AVAILABLE DATA section start

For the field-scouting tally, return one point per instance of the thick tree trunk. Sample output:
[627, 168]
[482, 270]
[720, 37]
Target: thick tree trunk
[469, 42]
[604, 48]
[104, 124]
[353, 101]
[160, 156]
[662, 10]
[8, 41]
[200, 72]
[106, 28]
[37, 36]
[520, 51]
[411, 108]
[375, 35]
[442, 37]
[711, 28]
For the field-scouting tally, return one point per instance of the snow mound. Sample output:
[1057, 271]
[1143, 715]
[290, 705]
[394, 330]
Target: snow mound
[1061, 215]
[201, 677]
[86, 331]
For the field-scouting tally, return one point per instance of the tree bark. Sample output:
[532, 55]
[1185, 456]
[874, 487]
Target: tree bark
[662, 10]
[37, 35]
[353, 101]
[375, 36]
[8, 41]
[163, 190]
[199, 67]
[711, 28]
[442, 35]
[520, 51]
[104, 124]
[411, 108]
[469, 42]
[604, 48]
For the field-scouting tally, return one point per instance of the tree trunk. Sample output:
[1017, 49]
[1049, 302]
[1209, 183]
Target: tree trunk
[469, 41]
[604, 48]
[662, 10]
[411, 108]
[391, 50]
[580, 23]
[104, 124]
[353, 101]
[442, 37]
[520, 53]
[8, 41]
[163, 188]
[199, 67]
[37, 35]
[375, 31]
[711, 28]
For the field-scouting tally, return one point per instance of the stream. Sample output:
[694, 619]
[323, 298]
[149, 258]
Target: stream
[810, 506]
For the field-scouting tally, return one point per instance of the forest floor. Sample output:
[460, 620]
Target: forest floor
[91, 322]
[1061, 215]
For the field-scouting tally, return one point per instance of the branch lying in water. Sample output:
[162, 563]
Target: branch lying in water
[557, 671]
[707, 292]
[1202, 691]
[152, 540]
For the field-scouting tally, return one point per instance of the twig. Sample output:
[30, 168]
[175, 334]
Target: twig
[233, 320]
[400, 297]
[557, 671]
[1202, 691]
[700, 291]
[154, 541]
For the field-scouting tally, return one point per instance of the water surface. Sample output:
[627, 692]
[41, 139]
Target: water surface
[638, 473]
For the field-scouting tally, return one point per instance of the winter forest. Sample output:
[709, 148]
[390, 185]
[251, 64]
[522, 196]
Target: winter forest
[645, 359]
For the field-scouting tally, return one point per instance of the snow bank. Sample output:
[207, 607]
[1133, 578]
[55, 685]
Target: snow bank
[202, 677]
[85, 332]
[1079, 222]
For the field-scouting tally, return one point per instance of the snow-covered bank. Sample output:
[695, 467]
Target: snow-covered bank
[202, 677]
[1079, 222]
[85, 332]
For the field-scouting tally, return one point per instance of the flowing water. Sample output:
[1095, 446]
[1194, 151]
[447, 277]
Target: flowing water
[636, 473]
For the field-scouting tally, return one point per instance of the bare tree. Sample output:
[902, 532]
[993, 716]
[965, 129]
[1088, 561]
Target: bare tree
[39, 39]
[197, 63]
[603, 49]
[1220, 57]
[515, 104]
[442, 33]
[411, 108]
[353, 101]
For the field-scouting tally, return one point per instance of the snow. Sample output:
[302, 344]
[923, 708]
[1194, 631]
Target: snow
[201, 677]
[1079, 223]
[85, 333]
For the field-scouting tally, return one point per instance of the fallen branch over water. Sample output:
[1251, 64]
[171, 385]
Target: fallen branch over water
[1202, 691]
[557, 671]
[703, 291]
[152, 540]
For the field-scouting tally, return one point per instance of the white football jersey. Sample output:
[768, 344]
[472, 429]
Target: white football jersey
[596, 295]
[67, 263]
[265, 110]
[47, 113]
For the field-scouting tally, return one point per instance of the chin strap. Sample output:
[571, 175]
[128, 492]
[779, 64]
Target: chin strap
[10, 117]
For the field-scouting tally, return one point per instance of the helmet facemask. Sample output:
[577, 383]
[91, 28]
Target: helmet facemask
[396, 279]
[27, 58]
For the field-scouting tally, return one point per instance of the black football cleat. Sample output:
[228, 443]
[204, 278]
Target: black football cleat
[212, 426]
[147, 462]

AVAILABLE DATA section end

■ TASK OBJECTIVE: Set the entries above down once more, exactly as they stand.

■ COMPLETED TASK:
For the field-scouting tally, return one point per instance of the thick tree trunk. Sample output:
[627, 168]
[482, 270]
[720, 37]
Target: thick tree trunk
[469, 42]
[604, 48]
[104, 124]
[353, 101]
[160, 156]
[662, 10]
[8, 41]
[200, 72]
[106, 28]
[37, 36]
[520, 51]
[411, 108]
[375, 35]
[442, 37]
[711, 28]
For the field-scouting tally, return one point per instance of the snow mound. Sample output:
[1057, 271]
[1143, 715]
[290, 705]
[394, 330]
Target: snow mound
[1061, 215]
[201, 677]
[86, 331]
For the field-scouting tally, return one point per instance of the tree bark. Sample output:
[532, 55]
[1185, 456]
[874, 487]
Target: tree bark
[662, 10]
[37, 35]
[353, 101]
[375, 36]
[8, 41]
[163, 190]
[199, 67]
[711, 28]
[442, 35]
[520, 51]
[104, 124]
[411, 108]
[469, 42]
[604, 48]
For the field-scouting tally, return one point per instance of the tree trunk. Sample output:
[1017, 49]
[1049, 302]
[1209, 183]
Target: tree trunk
[469, 41]
[604, 48]
[662, 10]
[411, 108]
[391, 50]
[580, 23]
[104, 124]
[353, 101]
[442, 37]
[520, 53]
[8, 41]
[163, 188]
[199, 67]
[37, 35]
[375, 31]
[711, 28]
For the field-scouting tally, return one point per instance of the stream. Sample output:
[694, 619]
[323, 298]
[149, 258]
Target: stream
[810, 506]
For the field-scouting tally, return one point per instance of the forest floor. Sample output:
[460, 620]
Target: forest floor
[91, 322]
[1061, 215]
For the field-scouting tally, return one point per instance of the branch lying in water. Sample output:
[162, 563]
Target: branch lying in water
[557, 671]
[707, 292]
[1202, 691]
[152, 540]
For the field-scouting tally, return one point per instance of the twig. Sample output:
[30, 168]
[175, 334]
Target: twig
[233, 320]
[400, 297]
[557, 671]
[1202, 691]
[700, 291]
[154, 541]
For the field-scouting tally, return one point per instance of the water surface. Sample output:
[627, 692]
[41, 139]
Target: water surface
[638, 473]
For the field-scouting tally, return one point per instance of the winter forest. Sample output:
[709, 148]
[390, 185]
[251, 64]
[522, 196]
Target: winter forest
[645, 359]
For the field-scouting tally, return one point per instance of the snow bank. Sample output:
[207, 607]
[1133, 578]
[55, 685]
Target: snow bank
[202, 677]
[85, 332]
[1079, 222]
For the field-scouting tally, return one point per instance of the snow-covered bank. Sample output:
[695, 467]
Target: snow-covered bank
[202, 677]
[1079, 222]
[85, 332]
For the field-scouting tally, return one point per instance of the flowing water. Sample output:
[1095, 446]
[1194, 151]
[447, 277]
Target: flowing water
[636, 473]
For the field-scouting tally, return one point per instance of the bare tree. Sample output:
[902, 532]
[993, 716]
[965, 129]
[1088, 561]
Target: bare tree
[39, 39]
[197, 63]
[603, 49]
[1220, 57]
[515, 104]
[442, 33]
[411, 108]
[353, 101]
For the field-scouting tally, return one point per instance of the snow. Sample output:
[302, 344]
[923, 708]
[1194, 631]
Target: snow
[201, 677]
[1079, 223]
[85, 333]
For the field-scouting tally, return one point per instance of the fallen branch over water. Sample output:
[1251, 64]
[171, 385]
Target: fallen branch over water
[1202, 691]
[557, 671]
[703, 291]
[152, 540]
For the field-scouting tally, return one point per instance of the white football jersey. Sample output:
[768, 344]
[472, 429]
Target: white football jersey
[596, 295]
[67, 263]
[265, 110]
[47, 113]
For the field-scouting tally, return one point per instance of the chin strap. Sample output:
[571, 175]
[128, 492]
[779, 64]
Target: chin strap
[10, 117]
For the field-scouting tally, return one point per instance of the helmet facemask. Sample output:
[577, 383]
[91, 28]
Target: helmet facemask
[396, 279]
[27, 58]
For the field-scouting tally, return one point per instance of the black football cleat. Sample output:
[228, 443]
[204, 278]
Target: black football cleat
[212, 426]
[147, 462]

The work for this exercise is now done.